*WHAT IS ASKED*:
Rescale the entries, beginning at the line that contains "For the benchmark, indicate the green life" and stopping after the line that contains "point(1155, 316)". Write out every line in that stretch again, but multiply the coordinates in the points listed after each "Target:" line by 2.45 and round them to whole numbers, halves up.

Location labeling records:
——

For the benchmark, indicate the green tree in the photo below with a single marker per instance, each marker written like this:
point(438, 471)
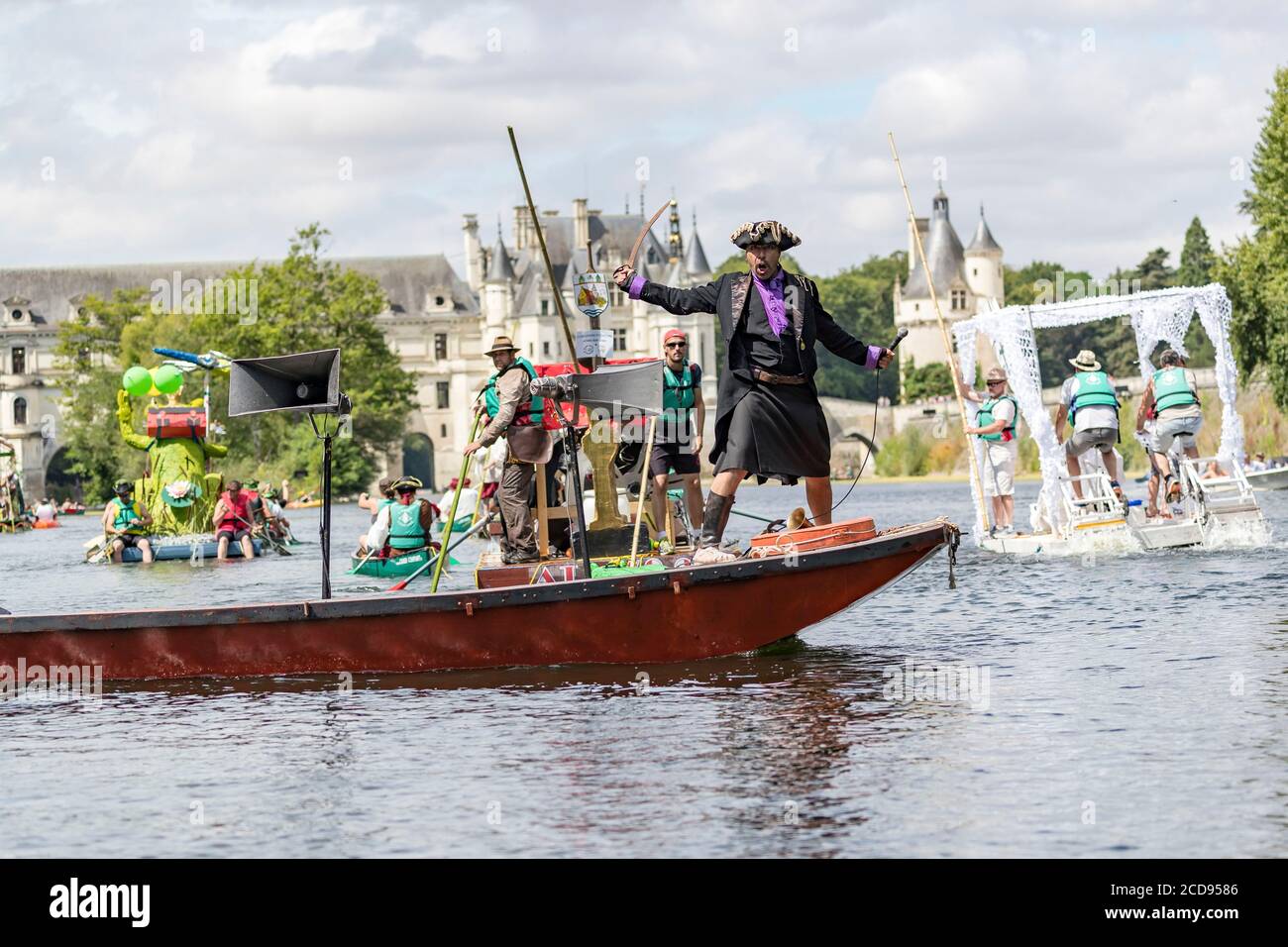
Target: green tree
point(1254, 270)
point(1197, 257)
point(926, 381)
point(304, 303)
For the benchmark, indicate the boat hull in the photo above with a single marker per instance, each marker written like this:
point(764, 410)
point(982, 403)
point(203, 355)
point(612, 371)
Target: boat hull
point(1267, 479)
point(677, 615)
point(207, 549)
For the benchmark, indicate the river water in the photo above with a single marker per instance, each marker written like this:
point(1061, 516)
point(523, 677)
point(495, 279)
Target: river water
point(1126, 706)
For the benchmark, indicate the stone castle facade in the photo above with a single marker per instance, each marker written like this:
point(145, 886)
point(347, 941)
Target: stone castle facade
point(966, 281)
point(438, 324)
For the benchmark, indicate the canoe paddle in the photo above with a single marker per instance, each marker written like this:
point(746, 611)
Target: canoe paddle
point(268, 538)
point(370, 553)
point(464, 536)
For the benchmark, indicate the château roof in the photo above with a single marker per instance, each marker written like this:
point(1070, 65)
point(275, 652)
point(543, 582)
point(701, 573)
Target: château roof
point(983, 240)
point(498, 268)
point(943, 253)
point(696, 258)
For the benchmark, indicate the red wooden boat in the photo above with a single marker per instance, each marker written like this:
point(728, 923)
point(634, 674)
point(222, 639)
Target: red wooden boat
point(675, 615)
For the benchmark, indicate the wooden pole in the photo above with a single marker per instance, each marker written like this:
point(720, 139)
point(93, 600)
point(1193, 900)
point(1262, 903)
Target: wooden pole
point(639, 240)
point(943, 333)
point(644, 482)
point(545, 256)
point(451, 517)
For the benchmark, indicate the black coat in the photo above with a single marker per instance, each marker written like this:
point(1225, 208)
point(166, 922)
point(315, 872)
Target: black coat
point(726, 298)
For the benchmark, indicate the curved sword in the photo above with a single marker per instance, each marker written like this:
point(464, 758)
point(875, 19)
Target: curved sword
point(639, 240)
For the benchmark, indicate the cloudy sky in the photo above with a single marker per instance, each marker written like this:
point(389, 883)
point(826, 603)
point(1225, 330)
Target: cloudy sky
point(147, 132)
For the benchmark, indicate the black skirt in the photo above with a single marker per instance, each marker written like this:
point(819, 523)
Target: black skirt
point(778, 432)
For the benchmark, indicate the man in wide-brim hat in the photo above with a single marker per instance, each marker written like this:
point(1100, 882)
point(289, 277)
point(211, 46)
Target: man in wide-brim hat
point(996, 427)
point(769, 423)
point(1089, 399)
point(514, 414)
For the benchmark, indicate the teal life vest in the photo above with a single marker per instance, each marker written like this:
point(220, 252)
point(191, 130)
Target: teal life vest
point(1093, 388)
point(404, 530)
point(986, 416)
point(125, 517)
point(527, 414)
point(678, 395)
point(1172, 389)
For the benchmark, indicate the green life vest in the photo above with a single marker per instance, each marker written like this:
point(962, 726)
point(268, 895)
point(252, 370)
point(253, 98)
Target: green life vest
point(404, 530)
point(125, 517)
point(1093, 388)
point(678, 395)
point(986, 416)
point(1172, 389)
point(527, 414)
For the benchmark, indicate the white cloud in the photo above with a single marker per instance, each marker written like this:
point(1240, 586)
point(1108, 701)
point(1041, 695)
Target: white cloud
point(1087, 158)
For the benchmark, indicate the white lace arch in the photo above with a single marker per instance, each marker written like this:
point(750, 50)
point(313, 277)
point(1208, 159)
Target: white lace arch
point(1155, 316)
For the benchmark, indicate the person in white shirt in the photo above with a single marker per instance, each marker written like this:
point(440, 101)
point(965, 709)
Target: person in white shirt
point(995, 427)
point(1090, 399)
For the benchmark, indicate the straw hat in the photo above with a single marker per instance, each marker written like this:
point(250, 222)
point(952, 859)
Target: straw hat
point(1086, 361)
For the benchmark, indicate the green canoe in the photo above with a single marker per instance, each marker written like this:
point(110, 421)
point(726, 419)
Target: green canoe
point(395, 566)
point(463, 523)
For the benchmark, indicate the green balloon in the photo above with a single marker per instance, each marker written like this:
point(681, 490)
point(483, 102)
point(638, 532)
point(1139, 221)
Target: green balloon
point(137, 381)
point(167, 379)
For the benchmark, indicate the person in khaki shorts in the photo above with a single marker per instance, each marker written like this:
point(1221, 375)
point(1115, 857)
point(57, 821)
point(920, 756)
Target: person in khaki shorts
point(1090, 399)
point(516, 415)
point(995, 425)
point(1172, 398)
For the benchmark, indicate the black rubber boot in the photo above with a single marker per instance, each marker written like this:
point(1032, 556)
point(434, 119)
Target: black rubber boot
point(715, 514)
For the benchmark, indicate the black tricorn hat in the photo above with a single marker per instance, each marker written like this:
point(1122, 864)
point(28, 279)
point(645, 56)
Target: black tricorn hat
point(764, 232)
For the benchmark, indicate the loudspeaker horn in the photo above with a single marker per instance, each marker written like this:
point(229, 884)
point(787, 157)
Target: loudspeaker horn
point(303, 381)
point(632, 386)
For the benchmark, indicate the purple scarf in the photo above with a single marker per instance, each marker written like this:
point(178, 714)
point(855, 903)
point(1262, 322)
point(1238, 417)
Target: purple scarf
point(772, 298)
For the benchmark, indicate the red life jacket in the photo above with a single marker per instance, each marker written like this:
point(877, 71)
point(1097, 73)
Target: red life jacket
point(241, 508)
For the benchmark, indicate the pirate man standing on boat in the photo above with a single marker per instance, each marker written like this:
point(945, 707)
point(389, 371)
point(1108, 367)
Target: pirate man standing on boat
point(516, 415)
point(769, 423)
point(995, 425)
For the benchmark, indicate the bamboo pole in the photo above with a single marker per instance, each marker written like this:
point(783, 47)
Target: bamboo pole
point(943, 333)
point(545, 254)
point(451, 517)
point(644, 482)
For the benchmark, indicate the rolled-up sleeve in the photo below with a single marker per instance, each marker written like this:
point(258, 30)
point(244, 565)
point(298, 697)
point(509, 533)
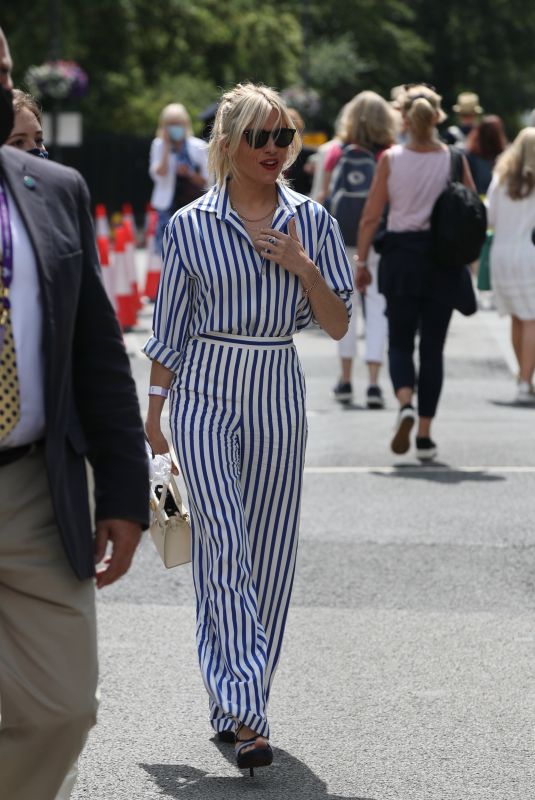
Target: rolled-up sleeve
point(172, 312)
point(334, 265)
point(335, 269)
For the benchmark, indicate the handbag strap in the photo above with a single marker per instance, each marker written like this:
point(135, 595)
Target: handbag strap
point(456, 165)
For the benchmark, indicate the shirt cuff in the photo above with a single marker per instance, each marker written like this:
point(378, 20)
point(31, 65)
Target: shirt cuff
point(166, 356)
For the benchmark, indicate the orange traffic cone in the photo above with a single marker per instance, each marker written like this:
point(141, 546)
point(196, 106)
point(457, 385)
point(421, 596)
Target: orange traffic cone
point(102, 226)
point(126, 310)
point(103, 245)
point(154, 260)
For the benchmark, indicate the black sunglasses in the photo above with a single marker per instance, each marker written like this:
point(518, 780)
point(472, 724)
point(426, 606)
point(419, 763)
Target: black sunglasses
point(283, 137)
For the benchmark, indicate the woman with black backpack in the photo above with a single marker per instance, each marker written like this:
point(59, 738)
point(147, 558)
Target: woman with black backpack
point(367, 129)
point(420, 293)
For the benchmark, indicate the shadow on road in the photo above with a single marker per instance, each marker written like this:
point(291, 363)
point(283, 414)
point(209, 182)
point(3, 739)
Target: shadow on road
point(512, 404)
point(287, 778)
point(439, 473)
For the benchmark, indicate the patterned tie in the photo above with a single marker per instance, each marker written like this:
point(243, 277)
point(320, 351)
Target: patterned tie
point(9, 382)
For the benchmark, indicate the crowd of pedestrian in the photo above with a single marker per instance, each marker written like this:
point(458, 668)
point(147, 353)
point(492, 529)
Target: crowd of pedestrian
point(260, 240)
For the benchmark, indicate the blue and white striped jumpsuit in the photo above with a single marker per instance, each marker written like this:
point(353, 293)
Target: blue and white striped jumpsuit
point(223, 322)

——

*WRITTEN ANSWER*:
For the benchmark, indicate the green life vest in the photo above with a single marker per instance, each marker written like this:
point(962, 726)
point(268, 895)
point(252, 370)
point(253, 98)
Target: green life vest
point(990, 1299)
point(306, 1267)
point(2678, 951)
point(1661, 968)
point(2416, 1019)
point(2871, 953)
point(1291, 1014)
For the benchmark, indicate the white cloud in the photo above with a single marker per instance, each marker written like this:
point(1240, 586)
point(1108, 701)
point(1041, 695)
Target: white cloud
point(2663, 387)
For the benchmark, indicate the white lace arch in the photo above with a single marker per instance, each marker written like this:
point(750, 50)
point(313, 277)
point(1208, 159)
Target: white lace arch
point(2830, 774)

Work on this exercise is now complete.